**The task**
Starting at the line containing "According to our records, the hilltop" and ending at the line containing "[0,34,70,62]", format the lines of the items as a JSON list of strings with one string per line, omitting blank lines and leaving the pictures out.

**Input**
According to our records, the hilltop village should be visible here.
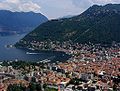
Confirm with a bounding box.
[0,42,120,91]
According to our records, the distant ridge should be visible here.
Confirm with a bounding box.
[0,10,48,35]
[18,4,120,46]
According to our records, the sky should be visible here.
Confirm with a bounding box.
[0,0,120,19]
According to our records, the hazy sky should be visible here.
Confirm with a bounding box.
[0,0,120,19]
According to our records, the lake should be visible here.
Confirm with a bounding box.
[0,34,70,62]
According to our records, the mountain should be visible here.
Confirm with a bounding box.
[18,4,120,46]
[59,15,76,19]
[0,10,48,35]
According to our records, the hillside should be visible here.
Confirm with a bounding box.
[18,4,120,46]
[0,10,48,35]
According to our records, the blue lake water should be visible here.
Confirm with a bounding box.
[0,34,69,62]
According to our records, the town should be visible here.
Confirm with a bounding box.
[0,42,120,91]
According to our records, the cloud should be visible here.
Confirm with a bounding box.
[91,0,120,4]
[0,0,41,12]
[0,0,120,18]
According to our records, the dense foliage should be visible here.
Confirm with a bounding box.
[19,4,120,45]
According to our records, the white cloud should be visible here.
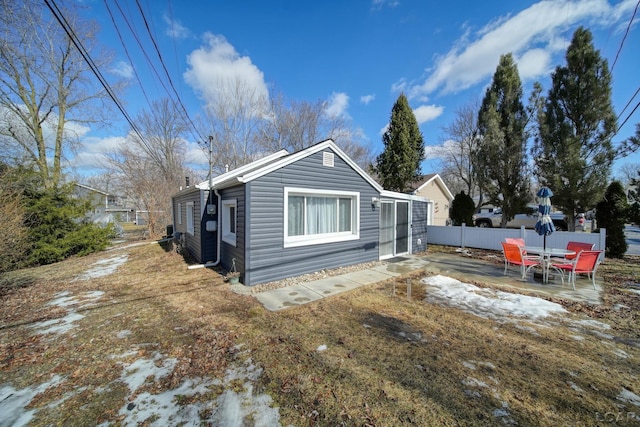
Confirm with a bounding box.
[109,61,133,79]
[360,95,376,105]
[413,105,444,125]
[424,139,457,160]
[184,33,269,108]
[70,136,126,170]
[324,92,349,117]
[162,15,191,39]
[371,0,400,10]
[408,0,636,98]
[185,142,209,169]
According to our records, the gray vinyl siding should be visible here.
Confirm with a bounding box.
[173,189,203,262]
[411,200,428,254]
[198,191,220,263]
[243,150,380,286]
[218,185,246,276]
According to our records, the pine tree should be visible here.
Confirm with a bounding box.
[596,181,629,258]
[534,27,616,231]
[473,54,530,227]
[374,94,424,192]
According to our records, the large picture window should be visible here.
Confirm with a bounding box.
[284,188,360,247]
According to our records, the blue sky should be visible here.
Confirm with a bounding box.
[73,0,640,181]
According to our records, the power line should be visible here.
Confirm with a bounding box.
--
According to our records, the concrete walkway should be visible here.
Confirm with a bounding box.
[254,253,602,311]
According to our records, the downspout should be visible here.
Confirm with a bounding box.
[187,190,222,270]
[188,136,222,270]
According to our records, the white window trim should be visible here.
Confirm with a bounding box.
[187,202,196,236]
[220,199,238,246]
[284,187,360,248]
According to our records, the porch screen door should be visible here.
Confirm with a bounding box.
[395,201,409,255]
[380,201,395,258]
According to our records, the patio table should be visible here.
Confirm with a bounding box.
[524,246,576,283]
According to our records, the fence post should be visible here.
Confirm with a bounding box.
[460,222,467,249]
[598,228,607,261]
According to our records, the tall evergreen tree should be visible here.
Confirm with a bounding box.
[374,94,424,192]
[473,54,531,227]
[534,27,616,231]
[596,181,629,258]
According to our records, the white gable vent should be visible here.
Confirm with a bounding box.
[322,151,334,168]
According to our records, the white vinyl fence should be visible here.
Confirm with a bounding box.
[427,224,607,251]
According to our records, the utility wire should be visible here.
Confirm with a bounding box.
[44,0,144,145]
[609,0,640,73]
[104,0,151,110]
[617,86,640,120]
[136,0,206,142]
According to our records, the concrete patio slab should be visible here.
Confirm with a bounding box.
--
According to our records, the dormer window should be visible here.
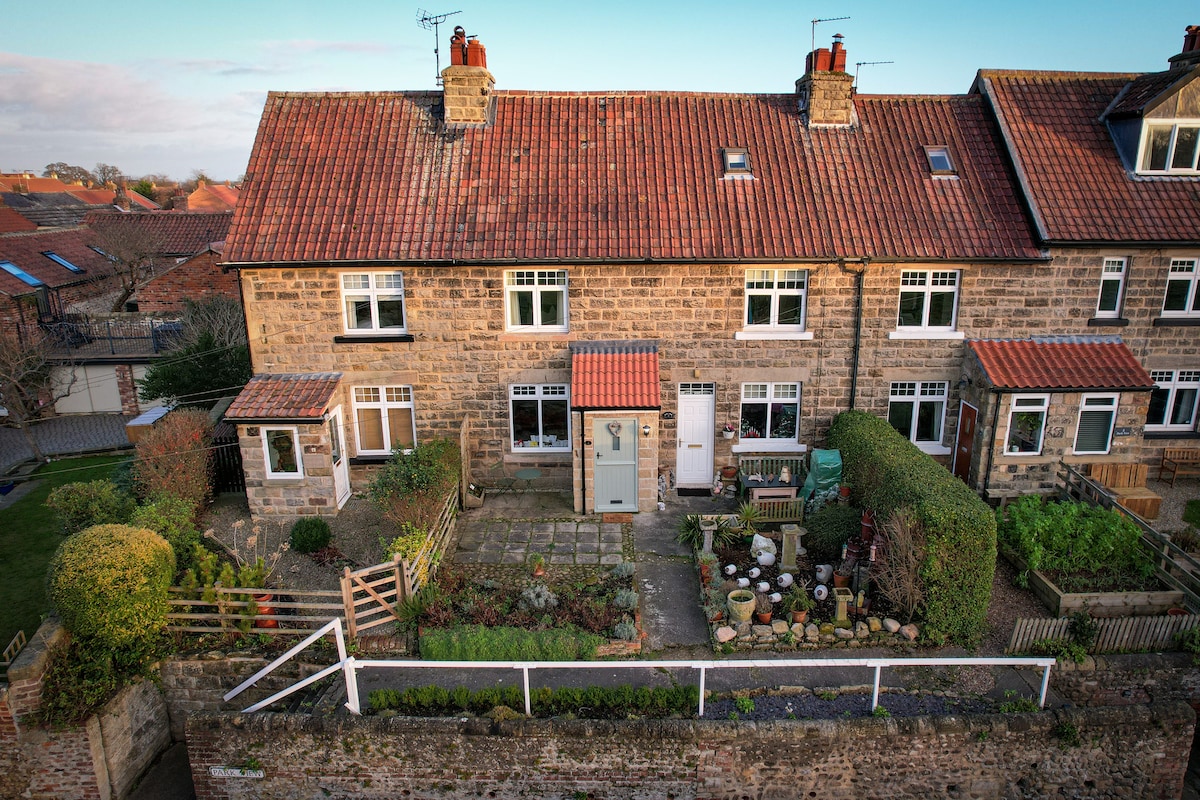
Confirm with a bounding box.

**Complete answer**
[
  "According to our records, the hilltop village should be visible here.",
  "Confirm with a bounding box.",
  "[0,42,120,91]",
  "According to our records, the distant ridge should be visible here.",
  "Confirm with a bounding box.",
  "[0,10,48,35]",
  "[18,4,120,46]",
  "According to our records, the sky should be visible here.",
  "Confirm with a bounding box.",
  "[0,0,120,19]",
  "According to our records, the hazy sky should be visible here.",
  "Confirm with a bounding box.",
  "[0,0,120,19]",
  "According to our records, the lake should be visible here.",
  "Confirm with a bounding box.",
  "[0,34,70,62]"
]